━━━━━ EXERCISE INPUT ━━━━━

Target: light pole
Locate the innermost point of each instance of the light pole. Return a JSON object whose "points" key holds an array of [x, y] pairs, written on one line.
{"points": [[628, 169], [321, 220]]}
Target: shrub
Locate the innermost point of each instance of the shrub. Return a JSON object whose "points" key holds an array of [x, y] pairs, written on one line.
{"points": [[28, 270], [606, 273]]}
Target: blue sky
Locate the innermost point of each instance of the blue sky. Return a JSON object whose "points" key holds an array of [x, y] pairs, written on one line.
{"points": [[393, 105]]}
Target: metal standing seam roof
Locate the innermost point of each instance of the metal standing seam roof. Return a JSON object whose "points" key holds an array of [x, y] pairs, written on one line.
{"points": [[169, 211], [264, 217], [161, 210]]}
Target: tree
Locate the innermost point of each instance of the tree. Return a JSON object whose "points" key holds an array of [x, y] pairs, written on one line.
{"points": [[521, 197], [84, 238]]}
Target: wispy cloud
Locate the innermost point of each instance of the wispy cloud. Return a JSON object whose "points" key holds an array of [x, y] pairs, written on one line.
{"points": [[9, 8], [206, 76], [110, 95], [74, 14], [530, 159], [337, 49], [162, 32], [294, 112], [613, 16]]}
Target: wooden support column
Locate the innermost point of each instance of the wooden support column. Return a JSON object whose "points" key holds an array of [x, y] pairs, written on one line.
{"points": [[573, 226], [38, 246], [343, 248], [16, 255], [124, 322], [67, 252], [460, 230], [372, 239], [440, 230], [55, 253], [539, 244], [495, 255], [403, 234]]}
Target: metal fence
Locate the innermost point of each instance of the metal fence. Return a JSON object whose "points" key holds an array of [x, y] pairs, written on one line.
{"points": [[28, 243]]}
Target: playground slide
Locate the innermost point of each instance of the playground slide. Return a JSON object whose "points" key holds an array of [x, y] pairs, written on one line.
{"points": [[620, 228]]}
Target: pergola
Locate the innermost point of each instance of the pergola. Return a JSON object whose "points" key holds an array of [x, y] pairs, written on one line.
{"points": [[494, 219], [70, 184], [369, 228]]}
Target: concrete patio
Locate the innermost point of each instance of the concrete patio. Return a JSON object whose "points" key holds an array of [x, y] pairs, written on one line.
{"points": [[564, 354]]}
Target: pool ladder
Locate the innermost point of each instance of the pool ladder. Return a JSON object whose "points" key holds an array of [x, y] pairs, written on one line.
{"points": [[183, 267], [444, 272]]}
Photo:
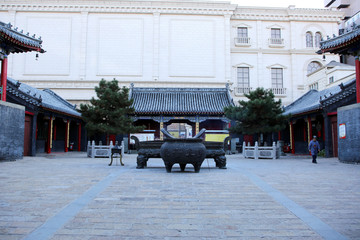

━━━━━

## PROBLEM DETAILS
Identify every line above that includes the word "Target", and show those lines.

## RESULT OF THE TASK
Target: light pole
Target: shrub
Target: blue sky
Target: metal standing seam roof
Target: tree
Target: wispy cloud
Target: wooden support column
Target: metal fence
Target: playground slide
Target: pergola
Target: concrete patio
Target: pool ladder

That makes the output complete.